**TASK INSTRUCTIONS:**
**1)** Before the greeting, the database record corruption message opens with header lines. List each piece of information those lines give.
**2)** Reproduce the stretch of the database record corruption message below from "Glad to hear" through "helps some more.".

**TEXT SECTION:**
[InterMine Dev] strange database record corruption

Richard Smith richard at flymine.org
Thu Jul 2 17:41:28 BST 2015


Hi Joe,
Yes, there was an on-demand multiple inheritance feature. I'm not
convinced it actually works properly which is why you see the strange
object serialisation. Not all of us thought it was a good idea at the time
and it still isn't :)

Glad to hear you've had an improvement in loading speed on the new
hardware. I hope in the 1.6 release we'll pull together several small
performance improvements and will be able to see if that helps some more.

I'm still surprised that you see an id collision, let us know if you work
out why.

Cheers,
Richard.



> Hi Richard,
>
> Thanks for the email. I did a few more experiments after sending that last
> email and, while I still don’t quite understand it all, at least I have
> something that is working and just wanted to get the loading done before
> poking at it again.
>
> I took out all of my idMap manipulation and still saw a problem. I had
> only been using it to keep a record of objects that I had retrieved from
> the database and kept around as proxy references. I was trying to save the
> time of having to do a query again when it came time to save the objects
> that referenced those things. So, other than taking a lot longer, the
> loading failed in the same manner.

**GIVEN DATA:**
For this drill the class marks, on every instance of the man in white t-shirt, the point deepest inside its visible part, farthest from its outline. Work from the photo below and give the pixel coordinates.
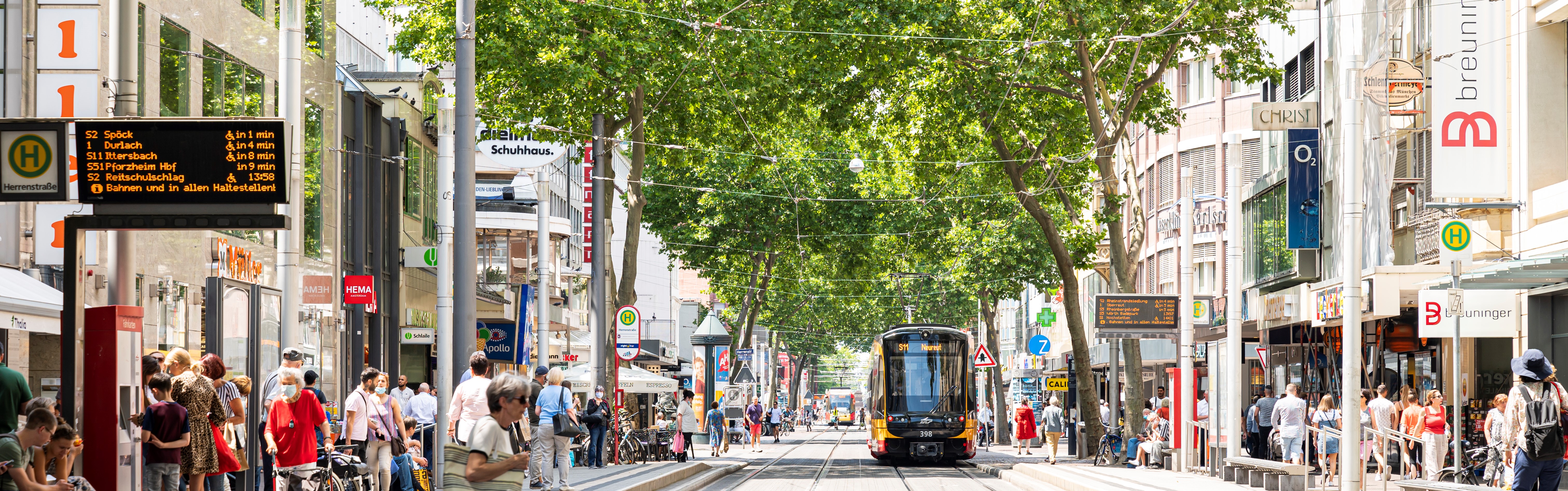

**SOLVED PROBLEMS:**
**1)**
- Subject: [InterMine Dev] strange database record corruption
- Sender's name: Richard Smith
- Sender's email address: richard at flymine.org
- Date and time: Thu Jul 2 17:41:28 BST 2015

**2)**
Glad to hear you've had an improvement in loading speed on the new
hardware. I hope in the 1.6 release we'll pull together several small
performance improvements and will be able to see if that helps some more.